-- MATERIALS PROVIDED follows --
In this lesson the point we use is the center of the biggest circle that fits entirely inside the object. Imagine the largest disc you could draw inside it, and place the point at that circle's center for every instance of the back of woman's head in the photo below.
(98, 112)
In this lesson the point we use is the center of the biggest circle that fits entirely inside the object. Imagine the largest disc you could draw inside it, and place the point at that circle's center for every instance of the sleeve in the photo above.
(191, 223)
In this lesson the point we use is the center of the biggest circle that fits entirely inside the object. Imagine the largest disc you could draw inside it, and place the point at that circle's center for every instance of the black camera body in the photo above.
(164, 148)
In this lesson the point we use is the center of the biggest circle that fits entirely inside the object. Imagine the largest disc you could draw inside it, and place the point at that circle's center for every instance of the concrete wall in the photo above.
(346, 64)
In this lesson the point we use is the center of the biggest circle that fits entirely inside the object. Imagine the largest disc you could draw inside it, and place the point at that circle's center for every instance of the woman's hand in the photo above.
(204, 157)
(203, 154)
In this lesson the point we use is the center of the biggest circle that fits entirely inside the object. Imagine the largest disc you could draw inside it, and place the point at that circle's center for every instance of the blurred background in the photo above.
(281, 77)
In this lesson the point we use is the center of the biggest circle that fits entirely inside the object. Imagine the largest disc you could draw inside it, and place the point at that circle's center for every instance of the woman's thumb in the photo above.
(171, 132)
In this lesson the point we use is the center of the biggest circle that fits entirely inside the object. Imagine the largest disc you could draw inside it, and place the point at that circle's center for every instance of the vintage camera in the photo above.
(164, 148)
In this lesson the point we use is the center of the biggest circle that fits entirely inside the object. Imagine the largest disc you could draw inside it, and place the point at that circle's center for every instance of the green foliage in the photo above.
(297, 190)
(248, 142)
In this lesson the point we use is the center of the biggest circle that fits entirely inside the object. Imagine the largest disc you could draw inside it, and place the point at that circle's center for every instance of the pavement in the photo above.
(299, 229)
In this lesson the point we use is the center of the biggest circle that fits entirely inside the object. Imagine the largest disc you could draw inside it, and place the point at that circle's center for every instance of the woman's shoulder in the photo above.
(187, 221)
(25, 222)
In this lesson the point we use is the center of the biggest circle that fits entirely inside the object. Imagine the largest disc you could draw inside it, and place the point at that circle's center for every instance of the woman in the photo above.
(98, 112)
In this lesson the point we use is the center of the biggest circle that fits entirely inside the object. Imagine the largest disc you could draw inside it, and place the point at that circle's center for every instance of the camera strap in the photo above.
-- MATERIALS PROVIDED concluded --
§ **WHAT IS NEEDED**: Transcribe the data above verbatim.

§ **EXERCISE OUTPUT**:
In this lesson the point we use is the center of the biggest circle that fits entirely inside the object. Imagine the largest disc you could draw inside it, and place the point at that circle's center for every instance of the back of woman's head in the photo below.
(98, 112)
In this lesson the point we use is the center of the biggest circle that fits entirely inside the object. Imagine the largest disc you could draw inside it, and place the point at that circle's center for every instance of the sleeve in the photo above.
(191, 223)
In this lesson the point we use is the center of the biggest circle that fits entirely inside the object. Imagine the largest disc you could draw inside it, and place the point at that circle's center for every instance of the black camera body in the photo above.
(164, 148)
In this lesson the point we use is the center of the biggest circle that fits entirely inside the object. Imagine the largest disc you could draw inside it, and place the point at that circle's center for every instance of the concrete wall in the photo above.
(346, 64)
In this lesson the point we use is the center of the biggest circle that fits entirely inside the object. Imagine the largest disc you could draw inside it, and place the point at that circle's center for every instance of the woman's hand in the photo above.
(204, 157)
(203, 154)
In this lesson the point we use is the center of the biggest circle that fits entirely inside the object. Imagine the largest disc you could draw inside it, and place the point at that circle's center for every instance of the blurred background in the photo above.
(281, 77)
In this lesson the point we use is the center of the biggest circle that fits entirely inside the object. Imagine the largest disc you could draw inside it, and place the point at that circle's center for every instance of the woman's thumb in the photo above.
(171, 132)
In this lesson the point we use is the center of the biggest circle that fits entirely inside the object. Imagine the largest disc you could draw inside it, and place the point at that circle's center for every instance of the vintage camera in the photo above.
(164, 148)
In this lesson the point we use is the center of the biggest circle that fits entirely inside the object. Imagine the largest disc you could draw inside it, and place the point at that circle's center for every instance of the green foliage in the photo above.
(297, 190)
(248, 142)
In this lesson the point we use is the center of the biggest circle that fits entirely inside the object. Imagine the largest disc you could draw inside it, and place the point at that circle's center for every instance of the pavement in the photo above.
(299, 229)
In this lesson the point we use is the center of the biggest circle that fits entirely inside the object. Imagine the largest disc you could draw inside it, and place the point at that circle's center for every instance of the woman's shoulder in the photo above.
(187, 221)
(25, 222)
In this lesson the point we use is the center of the biggest circle that fits entirely inside the object. Imagine the largest disc you could draw inside it, and place the point at that circle's center for every instance of the woman in the photo above.
(98, 112)
In this lesson the point we use is the center of the biggest circle that fits entirely inside the object. Imagine the largest disc you could draw inside it, and place the point at that circle's center for every instance of the camera strap in the photo above.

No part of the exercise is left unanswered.